## ACTION ITEM
Your answer must be an exact copy of the listing, with the images left out.

## MATERIAL SUPPLIED

##############################

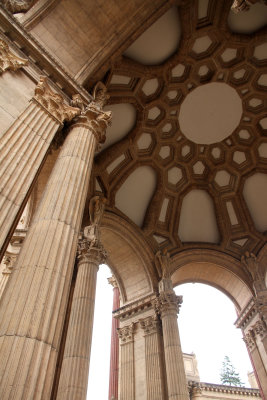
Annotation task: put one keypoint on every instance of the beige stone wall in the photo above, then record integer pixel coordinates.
(16, 89)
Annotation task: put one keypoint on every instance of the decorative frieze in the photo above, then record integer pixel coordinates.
(150, 325)
(9, 60)
(126, 334)
(168, 302)
(53, 102)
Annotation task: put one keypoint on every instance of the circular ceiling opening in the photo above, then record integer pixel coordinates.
(210, 113)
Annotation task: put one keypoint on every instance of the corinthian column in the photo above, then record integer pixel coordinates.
(23, 149)
(154, 363)
(33, 306)
(167, 305)
(75, 366)
(114, 348)
(127, 382)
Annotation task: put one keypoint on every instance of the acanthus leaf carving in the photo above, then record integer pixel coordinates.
(9, 60)
(150, 324)
(53, 102)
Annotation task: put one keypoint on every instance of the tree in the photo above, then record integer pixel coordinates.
(228, 374)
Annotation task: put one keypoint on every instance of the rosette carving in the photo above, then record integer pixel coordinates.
(8, 60)
(53, 102)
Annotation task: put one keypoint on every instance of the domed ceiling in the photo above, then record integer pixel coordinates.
(185, 161)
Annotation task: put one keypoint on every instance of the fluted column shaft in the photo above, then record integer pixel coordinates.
(114, 348)
(23, 149)
(127, 381)
(34, 303)
(168, 306)
(154, 365)
(75, 366)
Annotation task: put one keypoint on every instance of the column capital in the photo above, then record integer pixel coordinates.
(126, 334)
(168, 302)
(53, 102)
(150, 325)
(93, 116)
(250, 340)
(260, 328)
(9, 60)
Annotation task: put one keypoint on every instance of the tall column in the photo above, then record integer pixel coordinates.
(154, 365)
(127, 381)
(75, 366)
(114, 348)
(33, 306)
(23, 149)
(167, 305)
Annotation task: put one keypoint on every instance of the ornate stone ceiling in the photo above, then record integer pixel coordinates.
(202, 191)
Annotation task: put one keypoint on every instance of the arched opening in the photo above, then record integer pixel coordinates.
(206, 325)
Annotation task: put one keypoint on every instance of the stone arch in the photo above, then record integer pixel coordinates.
(129, 257)
(215, 269)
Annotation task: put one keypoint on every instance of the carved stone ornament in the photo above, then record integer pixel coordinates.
(8, 60)
(53, 102)
(18, 6)
(163, 260)
(249, 339)
(244, 5)
(251, 264)
(260, 328)
(113, 281)
(150, 325)
(168, 302)
(126, 334)
(90, 251)
(93, 117)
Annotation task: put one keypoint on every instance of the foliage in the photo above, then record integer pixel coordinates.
(228, 375)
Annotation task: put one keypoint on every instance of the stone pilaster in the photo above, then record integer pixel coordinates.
(9, 60)
(127, 377)
(154, 362)
(75, 366)
(23, 149)
(114, 348)
(34, 303)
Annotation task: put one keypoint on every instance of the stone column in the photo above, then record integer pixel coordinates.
(114, 348)
(23, 149)
(75, 366)
(127, 381)
(154, 362)
(167, 305)
(33, 306)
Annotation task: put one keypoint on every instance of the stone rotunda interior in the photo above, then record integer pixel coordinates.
(183, 175)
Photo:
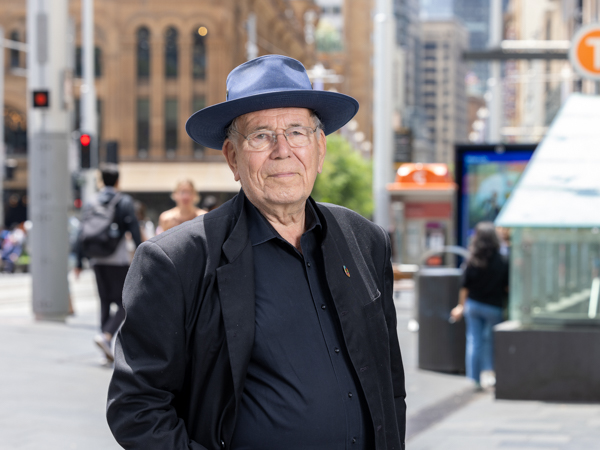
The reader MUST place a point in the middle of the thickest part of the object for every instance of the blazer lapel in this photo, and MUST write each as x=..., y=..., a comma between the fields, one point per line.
x=236, y=293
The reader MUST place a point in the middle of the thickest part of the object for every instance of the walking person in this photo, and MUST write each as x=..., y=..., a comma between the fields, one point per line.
x=268, y=323
x=107, y=251
x=186, y=198
x=481, y=298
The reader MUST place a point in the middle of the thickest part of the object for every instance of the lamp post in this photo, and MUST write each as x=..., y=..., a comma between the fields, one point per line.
x=383, y=112
x=48, y=142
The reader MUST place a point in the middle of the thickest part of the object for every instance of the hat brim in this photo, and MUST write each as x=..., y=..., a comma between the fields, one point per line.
x=207, y=126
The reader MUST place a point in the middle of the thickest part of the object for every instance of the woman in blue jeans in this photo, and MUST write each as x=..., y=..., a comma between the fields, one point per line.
x=485, y=285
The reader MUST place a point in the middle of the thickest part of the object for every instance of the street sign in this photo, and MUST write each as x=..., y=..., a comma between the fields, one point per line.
x=585, y=51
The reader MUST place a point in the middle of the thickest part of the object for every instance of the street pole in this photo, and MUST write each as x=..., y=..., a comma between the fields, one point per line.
x=382, y=112
x=89, y=124
x=2, y=151
x=495, y=82
x=48, y=135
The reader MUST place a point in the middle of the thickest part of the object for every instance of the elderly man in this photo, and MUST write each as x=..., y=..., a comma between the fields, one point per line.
x=267, y=324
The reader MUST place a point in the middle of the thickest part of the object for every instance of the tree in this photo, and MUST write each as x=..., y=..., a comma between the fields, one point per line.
x=346, y=179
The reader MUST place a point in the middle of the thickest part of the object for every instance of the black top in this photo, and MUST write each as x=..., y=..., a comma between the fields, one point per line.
x=488, y=284
x=301, y=391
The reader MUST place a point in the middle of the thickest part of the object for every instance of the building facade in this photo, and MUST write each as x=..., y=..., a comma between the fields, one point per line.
x=155, y=65
x=444, y=89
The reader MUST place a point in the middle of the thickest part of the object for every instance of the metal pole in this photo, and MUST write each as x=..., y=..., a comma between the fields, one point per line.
x=495, y=82
x=89, y=121
x=48, y=135
x=2, y=151
x=383, y=111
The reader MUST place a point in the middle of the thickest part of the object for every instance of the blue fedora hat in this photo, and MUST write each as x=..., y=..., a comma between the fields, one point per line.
x=272, y=81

##############################

## WRITTEN ANSWER
Annotation task: put one keypoint on every instance of the beige stone wall in the photo above, then record integer pixel coordinates.
(16, 89)
Annotation task: put one keypoint on every instance of the decorative frieze in the photo above, then record integer pixel coordinates.
(150, 325)
(9, 60)
(126, 334)
(168, 302)
(53, 102)
Annotation task: put one keypoint on every instance of the circular ceiling opening in the photo above, then record integer pixel coordinates.
(210, 113)
Annotation task: put one keypoint on every instance of the corinthian column in the photo above, then record integer pixel coordinates.
(23, 149)
(154, 363)
(33, 306)
(167, 305)
(75, 366)
(114, 348)
(127, 382)
Annotation task: put one keypoint on every instance of the acanthus leaf carving in the photo above, then record integer pixel coordinates.
(9, 60)
(150, 324)
(53, 102)
Annotation task: put one keypoint on every instance of the tree in the photo above, then record integer pixel coordinates.
(228, 374)
Annotation task: put one keypoint on every instance of the rosette carving in the photo above, then record integer pixel coordinates.
(8, 60)
(53, 102)
Annotation task: put one keypoint on every instance of the domed ceiling in the photo above, then record integer pixel coordinates.
(185, 161)
Annotation task: put one keypoint on every instance of the fluted column shaft in the photo above, then record integer pixel coordinates.
(114, 348)
(23, 149)
(127, 381)
(34, 303)
(168, 306)
(154, 365)
(75, 366)
Annotation task: put one keypoint on every instance of the column capital in the photo above, then record integer pixel coordinates.
(126, 334)
(168, 302)
(53, 102)
(150, 325)
(93, 116)
(250, 340)
(260, 328)
(9, 60)
Annotation task: put one keypoint on every instance of the tall column in the photo above, then record integer pixel coordinates.
(154, 365)
(127, 381)
(75, 366)
(114, 348)
(33, 306)
(23, 149)
(167, 305)
Annotation task: put one keypoint on every instance of the ornate stone ceiling in the photo above, then record integer pixel coordinates.
(202, 191)
Annotation task: put one keypoint on every instance of the arched opening in the photo above, then record integer pixel coordinates.
(206, 325)
Annotation task: put one keypoint on every instance of the stone arch in the photo above, then record integer pixel coordinates.
(129, 257)
(215, 269)
Annotation task: put one keypoint on every instance of the carved stone ornament in the photo above, then record integer pixel coordinates.
(8, 60)
(53, 102)
(18, 6)
(163, 260)
(249, 339)
(244, 5)
(251, 264)
(260, 328)
(113, 281)
(150, 325)
(168, 302)
(126, 334)
(90, 251)
(93, 117)
Annotation task: put one keypoint on every instance of the foliage in the photo above, then record integer pixel coordinates.
(228, 375)
Annotation task: put one keypoint on every instance of the stone pilaster in the photo above, then record integer pixel coordinates.
(9, 60)
(127, 377)
(154, 362)
(75, 366)
(23, 149)
(114, 348)
(34, 303)
Annotation task: put one keypoint on every instance of the stone column in the photo above, then record integer pixel coordinates.
(114, 348)
(23, 149)
(75, 366)
(127, 381)
(154, 362)
(167, 305)
(33, 306)
Annotation task: put one keypoint on every instance of the stone rotunda interior in the photo above, then record integer pixel coordinates.
(183, 175)
Photo:
The reader MUST place a point in the middle of the thickest part of the object for every instance of the blazer lapel in this photo, and MUST write each as x=..., y=..., a comma between the fields, one point per line.
x=236, y=293
The reader MUST place a point in the middle of the thickest part of the object for every instance of the walking person in this photo, and MUST write each as x=..., y=..., a comma between the fields, one point per line.
x=268, y=323
x=107, y=251
x=186, y=198
x=481, y=298
The reader MUST place a point in the middle of the thickest part of the object for every instance of the lamp post in this photo, and MUST write each as x=..., y=..., a comma between the fields, one point per line.
x=383, y=112
x=48, y=142
The reader MUST place a point in the middle of the thickest part of the object for every instance of the hat brim in this photo, and MUST write each as x=..., y=..., a comma between the fields, one point per line.
x=207, y=126
The reader MUST place a point in the middle of the thickest part of the object for every instance of the woman in blue jeans in this photo, and MUST write each as x=..., y=..., a comma between the fields, one point per line.
x=485, y=285
The reader MUST place a point in the middle of the thickest part of the object for every instance of the street sign in this photo, and MUST write each as x=..., y=..., a comma between the fields, one point per line.
x=585, y=51
The reader MUST place a point in the middle of the thickest part of the object for every instance of the street pole in this photo, and MUST write each as x=..., y=..., a comma between the fields, one point per line.
x=382, y=112
x=89, y=124
x=2, y=151
x=495, y=82
x=48, y=135
The reader MUST place a point in the middle of the thickest part of the object for every instance of the elderly man in this photo, and MUST write each as x=..., y=..., a comma between the fields, one point per line.
x=267, y=324
The reader MUST place a point in the middle of the thickest part of the object for every instance of the tree in this photo, and MUST write each as x=..., y=..., a comma between the fields, one point per line.
x=346, y=179
The reader MUST place a point in the middle of the thickest part of the object for every instance of the black top in this photo, and MUST write each as x=..., y=..., a comma between the fields, one point per line.
x=488, y=284
x=301, y=391
The reader MUST place a point in the middle of the thickest part of the object for every instance of the building facade in this photo, and MUST write each as x=..., y=..., a comma between the fields, one point per line.
x=155, y=65
x=444, y=89
The reader MUST place a point in the middle of the thickest part of the object for every instance of the metal pole in this photo, and MUST write each as x=..., y=..., a comma between the fields, one point per line.
x=495, y=82
x=89, y=121
x=48, y=135
x=2, y=151
x=383, y=111
The reader MUST place a point in the middle of the thickest part of the object for every instance of the blue fedora hat in this photo, and MUST write each as x=..., y=..., a comma between the fields, one point per line.
x=272, y=81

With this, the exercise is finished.